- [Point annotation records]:
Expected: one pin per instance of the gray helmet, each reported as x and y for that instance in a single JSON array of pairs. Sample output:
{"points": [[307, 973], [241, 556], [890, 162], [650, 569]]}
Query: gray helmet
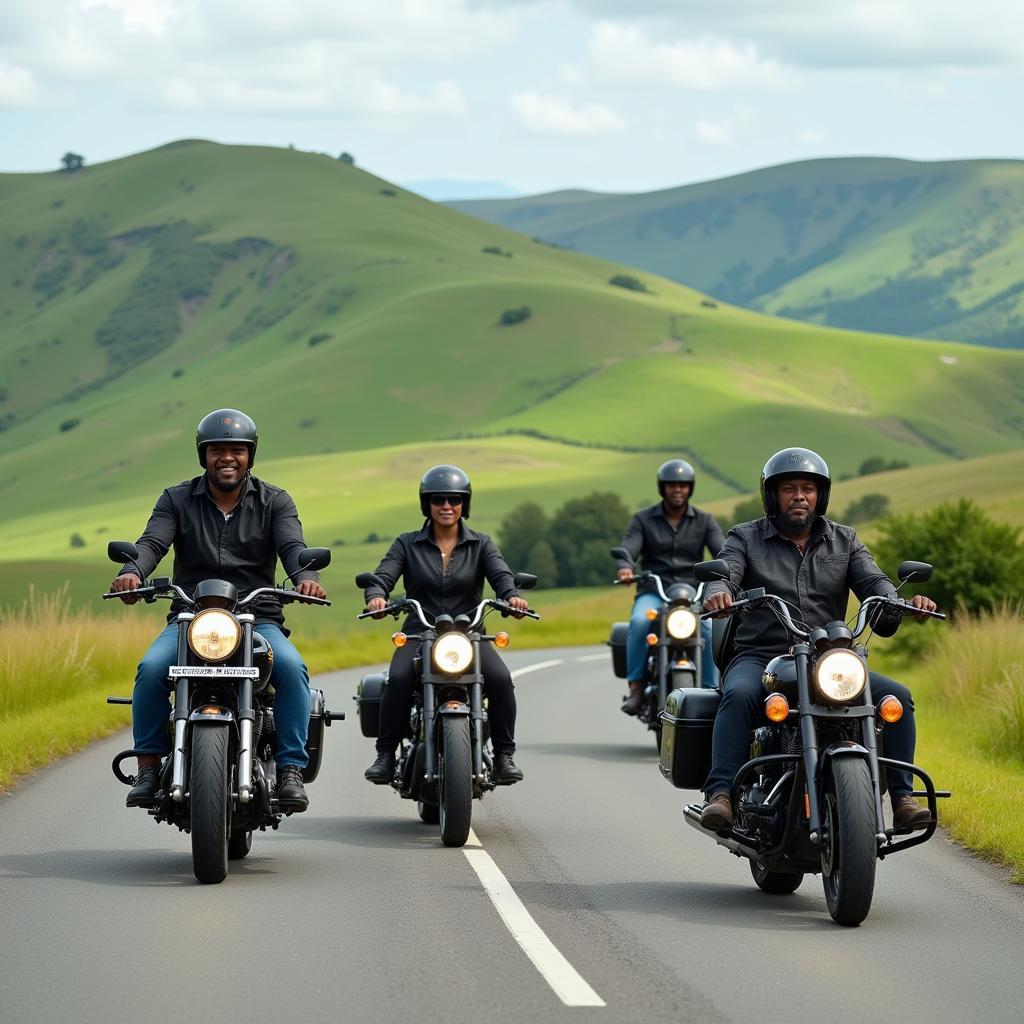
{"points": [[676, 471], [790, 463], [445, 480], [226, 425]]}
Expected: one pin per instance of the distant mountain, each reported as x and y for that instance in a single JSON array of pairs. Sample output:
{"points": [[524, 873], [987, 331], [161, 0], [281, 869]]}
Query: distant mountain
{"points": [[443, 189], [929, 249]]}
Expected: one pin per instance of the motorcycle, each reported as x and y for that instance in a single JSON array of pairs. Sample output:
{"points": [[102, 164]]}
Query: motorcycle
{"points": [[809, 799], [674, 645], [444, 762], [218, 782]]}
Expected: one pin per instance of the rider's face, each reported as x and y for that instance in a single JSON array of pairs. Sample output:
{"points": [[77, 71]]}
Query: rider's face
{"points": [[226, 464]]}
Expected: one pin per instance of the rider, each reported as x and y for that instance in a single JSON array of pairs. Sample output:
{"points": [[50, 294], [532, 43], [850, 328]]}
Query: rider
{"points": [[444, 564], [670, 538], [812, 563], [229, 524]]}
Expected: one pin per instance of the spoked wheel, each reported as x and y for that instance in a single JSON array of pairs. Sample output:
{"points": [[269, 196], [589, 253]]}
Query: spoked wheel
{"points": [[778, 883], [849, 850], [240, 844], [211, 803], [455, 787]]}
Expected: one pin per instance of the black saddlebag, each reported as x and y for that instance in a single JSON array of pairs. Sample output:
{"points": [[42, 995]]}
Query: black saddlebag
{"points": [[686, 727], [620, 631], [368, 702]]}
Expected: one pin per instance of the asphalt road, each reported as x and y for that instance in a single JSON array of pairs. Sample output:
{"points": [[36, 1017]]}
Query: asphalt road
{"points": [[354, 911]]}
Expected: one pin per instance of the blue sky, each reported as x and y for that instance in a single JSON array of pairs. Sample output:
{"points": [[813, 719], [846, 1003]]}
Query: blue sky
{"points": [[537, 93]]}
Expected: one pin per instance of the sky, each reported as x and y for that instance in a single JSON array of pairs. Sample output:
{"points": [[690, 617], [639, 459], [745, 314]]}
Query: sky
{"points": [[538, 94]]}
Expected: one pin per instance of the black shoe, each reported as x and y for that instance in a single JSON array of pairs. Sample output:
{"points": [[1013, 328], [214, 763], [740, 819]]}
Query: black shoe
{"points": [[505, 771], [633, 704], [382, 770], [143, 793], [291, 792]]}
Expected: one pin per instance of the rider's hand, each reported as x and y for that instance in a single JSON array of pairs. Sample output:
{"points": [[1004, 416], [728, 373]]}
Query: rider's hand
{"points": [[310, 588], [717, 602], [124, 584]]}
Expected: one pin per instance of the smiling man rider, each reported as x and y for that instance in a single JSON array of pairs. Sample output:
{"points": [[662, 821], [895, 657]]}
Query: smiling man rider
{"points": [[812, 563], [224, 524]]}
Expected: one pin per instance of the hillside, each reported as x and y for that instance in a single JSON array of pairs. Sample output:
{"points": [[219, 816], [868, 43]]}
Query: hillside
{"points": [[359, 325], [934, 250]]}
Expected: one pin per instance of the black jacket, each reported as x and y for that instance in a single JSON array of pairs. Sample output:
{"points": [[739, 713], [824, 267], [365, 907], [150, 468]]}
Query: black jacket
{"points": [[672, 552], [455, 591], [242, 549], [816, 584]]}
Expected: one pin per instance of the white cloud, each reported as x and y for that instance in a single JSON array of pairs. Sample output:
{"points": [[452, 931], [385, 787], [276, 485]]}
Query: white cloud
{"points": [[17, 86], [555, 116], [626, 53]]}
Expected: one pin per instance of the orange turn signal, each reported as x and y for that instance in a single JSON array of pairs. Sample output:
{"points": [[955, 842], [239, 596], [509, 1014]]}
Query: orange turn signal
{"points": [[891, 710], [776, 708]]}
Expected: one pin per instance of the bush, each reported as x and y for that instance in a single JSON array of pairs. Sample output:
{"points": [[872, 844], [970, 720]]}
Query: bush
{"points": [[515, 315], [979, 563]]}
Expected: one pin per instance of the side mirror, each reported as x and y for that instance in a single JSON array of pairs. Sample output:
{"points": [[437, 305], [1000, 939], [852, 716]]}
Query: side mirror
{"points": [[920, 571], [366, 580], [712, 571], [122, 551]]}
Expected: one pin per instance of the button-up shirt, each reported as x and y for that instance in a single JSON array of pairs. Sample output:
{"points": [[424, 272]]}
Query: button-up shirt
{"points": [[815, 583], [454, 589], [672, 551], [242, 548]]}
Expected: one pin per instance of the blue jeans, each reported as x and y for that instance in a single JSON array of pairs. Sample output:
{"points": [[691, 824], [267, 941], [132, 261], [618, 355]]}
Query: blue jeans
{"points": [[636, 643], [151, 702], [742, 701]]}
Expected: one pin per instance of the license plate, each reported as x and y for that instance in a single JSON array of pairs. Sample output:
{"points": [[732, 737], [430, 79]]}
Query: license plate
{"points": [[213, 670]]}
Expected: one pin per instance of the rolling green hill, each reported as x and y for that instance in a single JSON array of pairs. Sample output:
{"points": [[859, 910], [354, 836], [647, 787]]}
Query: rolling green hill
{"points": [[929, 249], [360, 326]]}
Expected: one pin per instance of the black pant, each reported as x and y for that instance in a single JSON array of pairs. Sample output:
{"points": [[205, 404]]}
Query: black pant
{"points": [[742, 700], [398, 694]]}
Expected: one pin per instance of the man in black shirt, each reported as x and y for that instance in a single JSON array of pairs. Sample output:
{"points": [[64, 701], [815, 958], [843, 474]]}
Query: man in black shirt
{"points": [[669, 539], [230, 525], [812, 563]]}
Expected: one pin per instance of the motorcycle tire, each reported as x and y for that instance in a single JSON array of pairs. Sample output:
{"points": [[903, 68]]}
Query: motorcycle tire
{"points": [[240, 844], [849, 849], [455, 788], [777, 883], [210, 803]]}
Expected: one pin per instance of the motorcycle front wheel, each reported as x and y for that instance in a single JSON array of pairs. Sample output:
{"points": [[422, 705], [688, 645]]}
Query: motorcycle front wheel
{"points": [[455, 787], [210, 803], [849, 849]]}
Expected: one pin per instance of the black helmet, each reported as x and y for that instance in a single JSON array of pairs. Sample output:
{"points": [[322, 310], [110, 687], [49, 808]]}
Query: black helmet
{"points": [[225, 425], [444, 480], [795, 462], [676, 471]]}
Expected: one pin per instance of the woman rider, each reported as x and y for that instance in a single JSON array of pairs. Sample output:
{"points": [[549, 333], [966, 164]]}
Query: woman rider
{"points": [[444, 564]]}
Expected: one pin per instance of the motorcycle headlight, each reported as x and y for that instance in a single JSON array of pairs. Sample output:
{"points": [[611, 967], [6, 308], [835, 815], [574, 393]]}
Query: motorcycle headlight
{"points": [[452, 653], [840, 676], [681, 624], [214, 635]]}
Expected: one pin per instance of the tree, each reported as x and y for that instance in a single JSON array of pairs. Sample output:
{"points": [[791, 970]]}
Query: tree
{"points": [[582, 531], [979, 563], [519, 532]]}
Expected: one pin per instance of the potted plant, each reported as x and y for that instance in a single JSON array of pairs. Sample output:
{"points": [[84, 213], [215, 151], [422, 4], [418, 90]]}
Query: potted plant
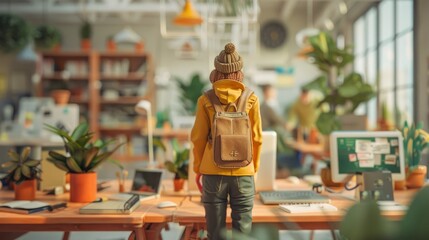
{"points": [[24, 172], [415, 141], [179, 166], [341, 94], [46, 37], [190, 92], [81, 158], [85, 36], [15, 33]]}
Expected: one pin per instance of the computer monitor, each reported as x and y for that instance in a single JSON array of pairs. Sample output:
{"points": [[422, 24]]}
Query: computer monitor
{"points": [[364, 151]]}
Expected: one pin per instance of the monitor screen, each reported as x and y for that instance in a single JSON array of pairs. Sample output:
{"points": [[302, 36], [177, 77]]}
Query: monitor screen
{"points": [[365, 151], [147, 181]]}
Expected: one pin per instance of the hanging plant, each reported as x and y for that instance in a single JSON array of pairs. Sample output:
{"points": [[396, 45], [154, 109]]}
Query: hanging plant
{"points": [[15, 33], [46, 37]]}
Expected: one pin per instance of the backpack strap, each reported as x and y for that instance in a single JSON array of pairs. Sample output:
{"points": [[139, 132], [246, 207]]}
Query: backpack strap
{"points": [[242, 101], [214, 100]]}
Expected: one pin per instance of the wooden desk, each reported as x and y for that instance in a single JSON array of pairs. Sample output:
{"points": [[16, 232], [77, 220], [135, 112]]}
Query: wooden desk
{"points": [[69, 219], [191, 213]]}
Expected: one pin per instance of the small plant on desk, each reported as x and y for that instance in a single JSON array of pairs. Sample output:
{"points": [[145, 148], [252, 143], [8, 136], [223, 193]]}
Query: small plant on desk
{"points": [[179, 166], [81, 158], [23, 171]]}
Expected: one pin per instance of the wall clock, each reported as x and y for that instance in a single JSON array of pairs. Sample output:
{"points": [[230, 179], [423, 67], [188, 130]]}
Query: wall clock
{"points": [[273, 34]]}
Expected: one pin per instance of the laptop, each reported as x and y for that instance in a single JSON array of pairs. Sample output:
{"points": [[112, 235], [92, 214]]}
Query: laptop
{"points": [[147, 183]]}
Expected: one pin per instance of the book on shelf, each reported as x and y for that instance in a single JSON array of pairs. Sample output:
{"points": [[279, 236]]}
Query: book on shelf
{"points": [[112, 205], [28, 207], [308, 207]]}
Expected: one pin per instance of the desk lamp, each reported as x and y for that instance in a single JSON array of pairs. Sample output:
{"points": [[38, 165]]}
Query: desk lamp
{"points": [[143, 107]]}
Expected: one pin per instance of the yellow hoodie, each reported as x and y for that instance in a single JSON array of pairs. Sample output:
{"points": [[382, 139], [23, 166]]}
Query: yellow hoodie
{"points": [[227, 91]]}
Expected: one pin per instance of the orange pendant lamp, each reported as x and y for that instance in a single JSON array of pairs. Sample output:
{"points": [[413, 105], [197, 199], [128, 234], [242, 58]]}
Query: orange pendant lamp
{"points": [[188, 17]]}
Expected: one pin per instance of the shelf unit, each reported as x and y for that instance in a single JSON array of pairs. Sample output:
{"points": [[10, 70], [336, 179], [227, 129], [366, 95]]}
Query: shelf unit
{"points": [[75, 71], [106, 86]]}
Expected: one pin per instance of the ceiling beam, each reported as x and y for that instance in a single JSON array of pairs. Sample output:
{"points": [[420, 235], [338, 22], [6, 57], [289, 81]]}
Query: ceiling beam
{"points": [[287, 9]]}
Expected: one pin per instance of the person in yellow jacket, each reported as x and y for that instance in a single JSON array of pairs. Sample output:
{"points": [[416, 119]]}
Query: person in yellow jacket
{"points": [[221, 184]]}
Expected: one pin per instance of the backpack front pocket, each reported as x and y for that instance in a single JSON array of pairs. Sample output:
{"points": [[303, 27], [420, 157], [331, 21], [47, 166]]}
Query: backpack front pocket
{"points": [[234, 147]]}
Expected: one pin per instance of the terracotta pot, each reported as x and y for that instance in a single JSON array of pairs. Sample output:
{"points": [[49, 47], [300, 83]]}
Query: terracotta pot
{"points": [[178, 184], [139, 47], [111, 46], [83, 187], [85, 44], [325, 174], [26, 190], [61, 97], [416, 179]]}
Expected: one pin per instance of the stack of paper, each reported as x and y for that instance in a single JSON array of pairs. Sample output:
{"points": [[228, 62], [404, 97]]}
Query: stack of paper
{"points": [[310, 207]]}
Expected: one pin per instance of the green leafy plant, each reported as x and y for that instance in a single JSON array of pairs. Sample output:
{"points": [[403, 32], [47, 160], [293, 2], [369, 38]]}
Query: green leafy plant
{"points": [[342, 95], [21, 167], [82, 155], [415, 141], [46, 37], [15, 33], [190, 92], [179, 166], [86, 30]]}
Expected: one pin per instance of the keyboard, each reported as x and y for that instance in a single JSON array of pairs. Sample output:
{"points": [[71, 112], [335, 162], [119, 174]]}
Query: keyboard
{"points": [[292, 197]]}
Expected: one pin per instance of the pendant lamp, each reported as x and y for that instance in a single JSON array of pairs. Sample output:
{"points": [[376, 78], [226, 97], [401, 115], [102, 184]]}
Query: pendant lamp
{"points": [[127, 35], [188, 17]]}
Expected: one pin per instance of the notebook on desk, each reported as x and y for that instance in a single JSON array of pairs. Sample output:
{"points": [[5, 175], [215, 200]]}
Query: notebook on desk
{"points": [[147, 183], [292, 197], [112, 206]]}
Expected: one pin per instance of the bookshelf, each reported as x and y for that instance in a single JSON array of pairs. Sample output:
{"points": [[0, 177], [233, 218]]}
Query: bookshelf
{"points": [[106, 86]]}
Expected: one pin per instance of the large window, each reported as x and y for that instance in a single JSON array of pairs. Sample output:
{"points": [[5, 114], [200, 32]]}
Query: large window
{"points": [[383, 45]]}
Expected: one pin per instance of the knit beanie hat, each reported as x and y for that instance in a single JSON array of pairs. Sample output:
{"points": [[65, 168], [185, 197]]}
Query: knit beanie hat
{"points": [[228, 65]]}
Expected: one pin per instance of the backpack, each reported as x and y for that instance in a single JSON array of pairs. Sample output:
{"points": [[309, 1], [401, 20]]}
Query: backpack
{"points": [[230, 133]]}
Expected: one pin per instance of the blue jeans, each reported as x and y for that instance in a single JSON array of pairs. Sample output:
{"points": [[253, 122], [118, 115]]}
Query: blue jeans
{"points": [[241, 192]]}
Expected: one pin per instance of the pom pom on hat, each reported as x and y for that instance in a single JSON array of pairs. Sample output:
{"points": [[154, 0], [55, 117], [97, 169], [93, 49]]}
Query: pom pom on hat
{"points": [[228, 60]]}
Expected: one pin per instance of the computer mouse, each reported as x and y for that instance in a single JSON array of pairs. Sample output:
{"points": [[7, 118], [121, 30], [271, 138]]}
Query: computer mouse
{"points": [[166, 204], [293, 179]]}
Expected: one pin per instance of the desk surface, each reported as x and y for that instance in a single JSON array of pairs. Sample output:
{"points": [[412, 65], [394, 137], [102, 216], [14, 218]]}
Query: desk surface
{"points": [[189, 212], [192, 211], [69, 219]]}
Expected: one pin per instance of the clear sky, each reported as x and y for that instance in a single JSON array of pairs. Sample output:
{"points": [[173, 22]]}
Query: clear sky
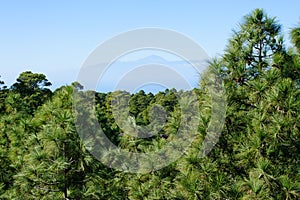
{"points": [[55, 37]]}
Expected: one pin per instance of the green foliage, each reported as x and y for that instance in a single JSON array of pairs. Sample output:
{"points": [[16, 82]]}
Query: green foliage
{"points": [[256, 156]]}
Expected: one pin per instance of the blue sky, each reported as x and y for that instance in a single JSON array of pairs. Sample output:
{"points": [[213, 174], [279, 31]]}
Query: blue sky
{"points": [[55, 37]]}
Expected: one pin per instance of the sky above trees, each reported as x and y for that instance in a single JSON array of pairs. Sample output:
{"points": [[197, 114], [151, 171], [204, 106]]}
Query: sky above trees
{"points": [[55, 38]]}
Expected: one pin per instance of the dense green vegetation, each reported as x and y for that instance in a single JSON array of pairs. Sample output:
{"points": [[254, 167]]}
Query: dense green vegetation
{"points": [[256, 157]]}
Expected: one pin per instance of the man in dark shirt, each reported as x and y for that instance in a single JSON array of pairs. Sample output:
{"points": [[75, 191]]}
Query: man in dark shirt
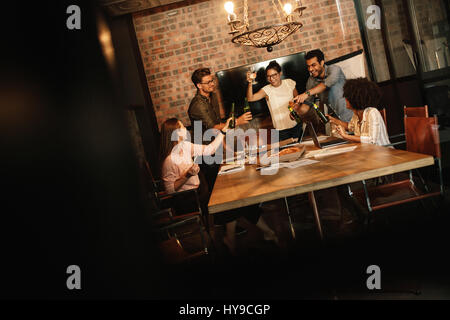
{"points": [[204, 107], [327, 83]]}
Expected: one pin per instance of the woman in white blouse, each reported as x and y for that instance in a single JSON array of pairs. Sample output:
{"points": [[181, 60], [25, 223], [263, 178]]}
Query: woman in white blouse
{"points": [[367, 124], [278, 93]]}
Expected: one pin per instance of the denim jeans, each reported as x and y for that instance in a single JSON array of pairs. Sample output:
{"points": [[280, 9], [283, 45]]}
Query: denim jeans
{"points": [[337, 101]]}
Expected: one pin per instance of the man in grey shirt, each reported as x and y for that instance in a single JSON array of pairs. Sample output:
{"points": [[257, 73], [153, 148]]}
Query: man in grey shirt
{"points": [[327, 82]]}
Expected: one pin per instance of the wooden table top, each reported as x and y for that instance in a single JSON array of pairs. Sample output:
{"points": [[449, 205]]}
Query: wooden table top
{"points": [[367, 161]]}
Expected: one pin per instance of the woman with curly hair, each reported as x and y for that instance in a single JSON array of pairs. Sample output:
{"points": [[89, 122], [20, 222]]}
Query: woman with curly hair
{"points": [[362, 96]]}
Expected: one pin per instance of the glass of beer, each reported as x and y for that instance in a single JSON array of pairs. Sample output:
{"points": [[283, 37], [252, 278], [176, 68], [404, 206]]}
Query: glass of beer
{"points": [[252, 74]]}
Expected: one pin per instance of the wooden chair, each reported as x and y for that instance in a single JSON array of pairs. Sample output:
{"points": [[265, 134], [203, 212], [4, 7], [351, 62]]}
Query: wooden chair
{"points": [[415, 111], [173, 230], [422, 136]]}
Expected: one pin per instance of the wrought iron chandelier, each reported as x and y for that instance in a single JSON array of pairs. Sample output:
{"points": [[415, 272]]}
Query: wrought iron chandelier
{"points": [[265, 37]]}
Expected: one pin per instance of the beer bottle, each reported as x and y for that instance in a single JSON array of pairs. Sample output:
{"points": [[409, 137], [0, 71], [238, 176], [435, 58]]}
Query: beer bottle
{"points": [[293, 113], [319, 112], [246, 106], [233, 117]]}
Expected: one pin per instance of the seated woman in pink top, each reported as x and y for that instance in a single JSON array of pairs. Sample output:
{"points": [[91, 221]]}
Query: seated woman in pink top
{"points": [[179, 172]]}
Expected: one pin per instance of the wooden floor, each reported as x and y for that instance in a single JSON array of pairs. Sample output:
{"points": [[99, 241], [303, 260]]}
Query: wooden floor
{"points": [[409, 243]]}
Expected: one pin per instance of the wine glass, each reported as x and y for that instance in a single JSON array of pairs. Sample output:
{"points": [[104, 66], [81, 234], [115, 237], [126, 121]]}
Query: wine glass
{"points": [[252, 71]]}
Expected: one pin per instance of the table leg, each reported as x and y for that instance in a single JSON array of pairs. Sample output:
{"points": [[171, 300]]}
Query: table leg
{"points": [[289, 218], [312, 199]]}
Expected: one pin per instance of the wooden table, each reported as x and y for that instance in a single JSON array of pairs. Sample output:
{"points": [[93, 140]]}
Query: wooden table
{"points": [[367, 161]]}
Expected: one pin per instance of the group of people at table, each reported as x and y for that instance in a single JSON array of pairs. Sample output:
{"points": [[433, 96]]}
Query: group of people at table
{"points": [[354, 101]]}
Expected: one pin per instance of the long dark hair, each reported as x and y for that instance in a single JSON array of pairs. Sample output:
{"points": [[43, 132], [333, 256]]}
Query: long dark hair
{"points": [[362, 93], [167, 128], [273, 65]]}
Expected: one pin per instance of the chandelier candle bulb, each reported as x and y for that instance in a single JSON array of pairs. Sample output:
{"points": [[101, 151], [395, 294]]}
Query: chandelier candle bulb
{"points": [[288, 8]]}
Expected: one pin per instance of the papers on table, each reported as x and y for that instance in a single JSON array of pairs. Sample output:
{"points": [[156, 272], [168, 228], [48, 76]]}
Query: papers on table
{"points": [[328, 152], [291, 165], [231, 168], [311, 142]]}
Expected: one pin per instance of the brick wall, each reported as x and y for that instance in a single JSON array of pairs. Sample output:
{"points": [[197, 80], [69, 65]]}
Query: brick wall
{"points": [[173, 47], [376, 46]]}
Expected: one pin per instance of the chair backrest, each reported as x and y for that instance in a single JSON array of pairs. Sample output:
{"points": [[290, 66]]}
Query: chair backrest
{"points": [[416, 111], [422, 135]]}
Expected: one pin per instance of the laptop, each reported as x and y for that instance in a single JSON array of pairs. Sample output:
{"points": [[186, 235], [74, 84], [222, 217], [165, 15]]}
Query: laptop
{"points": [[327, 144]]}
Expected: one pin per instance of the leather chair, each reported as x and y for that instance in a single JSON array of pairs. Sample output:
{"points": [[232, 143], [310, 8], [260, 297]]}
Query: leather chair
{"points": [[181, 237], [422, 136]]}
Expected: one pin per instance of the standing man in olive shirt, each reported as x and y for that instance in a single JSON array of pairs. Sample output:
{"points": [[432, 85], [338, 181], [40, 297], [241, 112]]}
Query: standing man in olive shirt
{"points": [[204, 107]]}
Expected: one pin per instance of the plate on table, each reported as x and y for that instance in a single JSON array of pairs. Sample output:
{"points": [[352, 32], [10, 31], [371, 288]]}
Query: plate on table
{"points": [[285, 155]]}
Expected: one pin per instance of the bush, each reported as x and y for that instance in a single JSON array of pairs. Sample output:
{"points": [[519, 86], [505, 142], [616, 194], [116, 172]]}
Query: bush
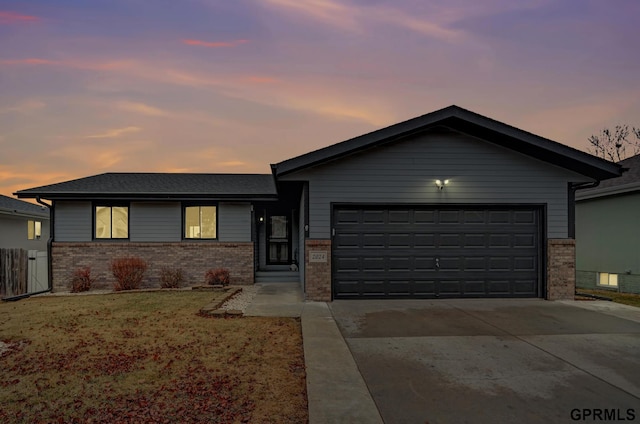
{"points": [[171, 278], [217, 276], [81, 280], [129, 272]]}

- [What is expected]: Going from the line with "Expected: one pin per instance of the papers" to the last line of the listing, write out each line exactly and nothing else. Leave out all pictures.

- [Full solution]:
Expected: one pin per instance of the papers on table, each reported as x and y for that instance in a single JSON array of pairs. Sample output:
{"points": [[156, 272], [168, 228], [48, 76]]}
Query: papers on table
{"points": [[328, 152], [291, 165], [231, 168], [311, 142]]}
Expected: one pin per instance of the brick wall, each reported as x and y for that instance in a single JSON array of pairs. Sample output:
{"points": [[197, 80], [69, 65]]}
Query: brick wall
{"points": [[173, 47], [376, 46]]}
Expected: one pin per instance of the chair backrest, each reported as x and y for that instance in a single JSON array of pairs. Sample output:
{"points": [[290, 66]]}
Query: chair backrest
{"points": [[416, 111], [422, 135]]}
Expected: one pin per instance of the laptop, each reported as x and y for that instance in a single JSON array of pairs. Sample output:
{"points": [[186, 235], [74, 84], [222, 217], [165, 15]]}
Query: laptop
{"points": [[327, 144]]}
Expected: one pin per instance of the leather chair, each reported as x and y for that instance in a single JSON array of pairs. Sample output:
{"points": [[232, 143], [310, 8], [260, 297]]}
Query: leather chair
{"points": [[181, 237], [422, 136]]}
Expected: one pin per instance of the standing man in olive shirt, each reported as x and y for that instance in a single JSON array of pairs. Sample output:
{"points": [[432, 85], [338, 181], [40, 297], [241, 112]]}
Query: standing man in olive shirt
{"points": [[204, 107]]}
Expected: one pin per instance of the plate on table, each reported as x and y for that instance in a single JSON array of pairs. Sample output:
{"points": [[352, 32], [10, 31], [371, 288]]}
Query: plate on table
{"points": [[285, 155]]}
Expected: one pin per instance of the bush, each reported as x and y for that instance in a single JSON array of pairs. Sample output:
{"points": [[519, 86], [505, 142], [616, 194], [116, 172]]}
Query: bush
{"points": [[171, 278], [217, 276], [81, 280], [129, 272]]}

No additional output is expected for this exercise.